| WHAT IS ASKED |
Rewrite all of the material below, swapping every "Point localization" for "Point placement" and leaving everything else unchanged. Leave the pictures out.
--- begin ---
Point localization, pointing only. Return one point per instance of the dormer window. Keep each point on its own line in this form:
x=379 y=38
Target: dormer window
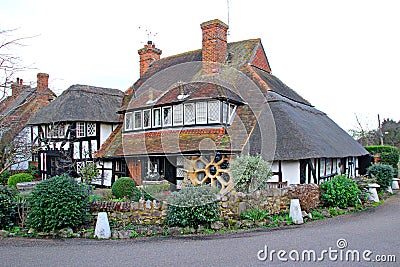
x=137 y=120
x=91 y=129
x=200 y=112
x=146 y=118
x=189 y=113
x=157 y=117
x=167 y=116
x=80 y=129
x=214 y=112
x=178 y=114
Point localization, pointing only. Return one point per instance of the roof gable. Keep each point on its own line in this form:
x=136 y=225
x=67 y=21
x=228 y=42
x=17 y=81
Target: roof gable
x=82 y=103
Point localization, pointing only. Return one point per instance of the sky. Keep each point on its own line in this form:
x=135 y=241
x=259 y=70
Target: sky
x=341 y=55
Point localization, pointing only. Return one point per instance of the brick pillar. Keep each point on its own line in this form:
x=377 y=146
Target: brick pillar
x=214 y=45
x=148 y=54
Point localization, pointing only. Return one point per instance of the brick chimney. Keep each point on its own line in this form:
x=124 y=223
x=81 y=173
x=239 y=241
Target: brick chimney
x=148 y=54
x=214 y=45
x=17 y=87
x=42 y=87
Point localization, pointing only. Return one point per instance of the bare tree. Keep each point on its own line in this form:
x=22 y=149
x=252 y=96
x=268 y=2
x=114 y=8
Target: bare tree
x=10 y=63
x=15 y=143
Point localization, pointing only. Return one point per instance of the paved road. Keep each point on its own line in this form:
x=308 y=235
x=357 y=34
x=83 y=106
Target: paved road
x=376 y=230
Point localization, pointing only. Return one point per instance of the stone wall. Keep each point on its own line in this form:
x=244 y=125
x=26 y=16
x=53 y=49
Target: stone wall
x=273 y=200
x=232 y=204
x=124 y=213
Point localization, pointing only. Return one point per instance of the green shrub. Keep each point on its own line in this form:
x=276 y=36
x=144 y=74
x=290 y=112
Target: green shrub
x=4 y=177
x=193 y=206
x=250 y=173
x=382 y=173
x=19 y=178
x=391 y=159
x=124 y=187
x=254 y=215
x=57 y=203
x=380 y=149
x=32 y=170
x=8 y=207
x=340 y=192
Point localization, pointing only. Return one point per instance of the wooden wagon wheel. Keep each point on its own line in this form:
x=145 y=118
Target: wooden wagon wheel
x=214 y=170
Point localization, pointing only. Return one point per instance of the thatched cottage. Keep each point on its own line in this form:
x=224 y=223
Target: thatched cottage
x=188 y=115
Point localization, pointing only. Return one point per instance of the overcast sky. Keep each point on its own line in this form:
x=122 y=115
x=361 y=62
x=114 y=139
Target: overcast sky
x=342 y=55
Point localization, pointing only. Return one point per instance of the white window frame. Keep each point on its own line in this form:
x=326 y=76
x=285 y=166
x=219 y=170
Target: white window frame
x=232 y=111
x=135 y=126
x=169 y=118
x=158 y=122
x=61 y=130
x=87 y=129
x=201 y=112
x=128 y=121
x=80 y=131
x=177 y=115
x=150 y=121
x=187 y=120
x=210 y=116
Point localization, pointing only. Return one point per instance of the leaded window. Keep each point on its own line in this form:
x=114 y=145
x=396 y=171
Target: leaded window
x=146 y=118
x=156 y=117
x=80 y=129
x=201 y=112
x=178 y=114
x=91 y=129
x=128 y=121
x=167 y=116
x=138 y=120
x=189 y=113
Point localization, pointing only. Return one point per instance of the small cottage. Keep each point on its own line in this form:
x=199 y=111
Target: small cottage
x=190 y=114
x=73 y=127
--- end ---
| EXPECTED OUTPUT |
Point placement, pointing only. Return one point per instance of the dormer window. Keep each point on its own line in this form:
x=379 y=38
Target: dormer window
x=137 y=120
x=91 y=129
x=200 y=112
x=146 y=118
x=189 y=113
x=157 y=117
x=167 y=116
x=80 y=129
x=214 y=112
x=178 y=114
Point placement, pointing only. Return one point per instance of the roof gable. Keep each point on its own line in this form:
x=136 y=225
x=67 y=21
x=228 y=42
x=17 y=81
Target: roof gable
x=82 y=103
Point placement, pointing only. Return one point per instance of the sky. Keep each point on its own line in this form:
x=135 y=241
x=259 y=70
Target: sky
x=341 y=55
Point placement, pointing only. Return one point per instance of the brick pillar. Keep each point on its own line in this form:
x=377 y=146
Target: brick pillar
x=214 y=45
x=148 y=54
Point placement, pointing only. Return one point per instance of the brick chimney. Keep each point on its own line in this form:
x=124 y=223
x=81 y=173
x=239 y=241
Target: brick chimney
x=148 y=54
x=214 y=45
x=17 y=87
x=42 y=87
Point placement, pointing only. Return one point per instance of the bare tree. Keep each point on its own line in this form:
x=22 y=149
x=252 y=96
x=268 y=2
x=114 y=8
Target: bare tree
x=10 y=63
x=15 y=143
Point placement, pointing only. Return one point per instance of the paved road. Keep each point on its own line in this form:
x=308 y=235
x=357 y=34
x=83 y=106
Target: paved road
x=376 y=230
Point placement, pointing only. Return one point per instance of the stone wall. Keep each point on its own line in this form:
x=244 y=125
x=26 y=16
x=53 y=49
Target: stone wall
x=273 y=200
x=232 y=204
x=124 y=213
Point placement, pointing only. Return one point per instance of the green shrub. Keep each point on its own line in this form:
x=276 y=36
x=144 y=74
x=290 y=112
Target: green shrub
x=4 y=177
x=193 y=206
x=250 y=173
x=382 y=173
x=19 y=178
x=391 y=159
x=124 y=187
x=254 y=215
x=57 y=203
x=380 y=149
x=32 y=170
x=8 y=207
x=340 y=192
Point placement, pointing only. Return one point per instance of the wooden wagon wheel. Keep each point on its own line in this form:
x=145 y=118
Target: wooden wagon wheel
x=214 y=170
Point placement, pointing only. Return one point per instance of the thatched cottage. Keep each point on its own line in this form:
x=224 y=223
Target: thatched cottage
x=188 y=115
Point placement, pointing only. Return one point per instance of the overcast sky. Keep each point on its own line in this form:
x=122 y=115
x=361 y=62
x=114 y=139
Target: overcast sky
x=342 y=55
Point placement, pointing only. Return one point per instance of the white window frame. Keep each point on its own line in this form:
x=326 y=76
x=285 y=166
x=219 y=170
Target: white window frame
x=232 y=111
x=135 y=126
x=169 y=118
x=158 y=122
x=61 y=130
x=87 y=129
x=201 y=112
x=128 y=121
x=80 y=131
x=177 y=115
x=150 y=121
x=187 y=120
x=210 y=116
Point placement, pointing only. Return one point per instance of the leaded window. Keep each point on its own line in this form:
x=114 y=145
x=396 y=171
Target: leaded window
x=146 y=118
x=156 y=117
x=80 y=129
x=201 y=112
x=178 y=114
x=91 y=129
x=128 y=121
x=167 y=116
x=138 y=120
x=189 y=113
Point placement, pointing only. Return one point per instance of the small cottage. Keep each point on its own line in this form:
x=199 y=111
Target: small cottage
x=190 y=114
x=73 y=127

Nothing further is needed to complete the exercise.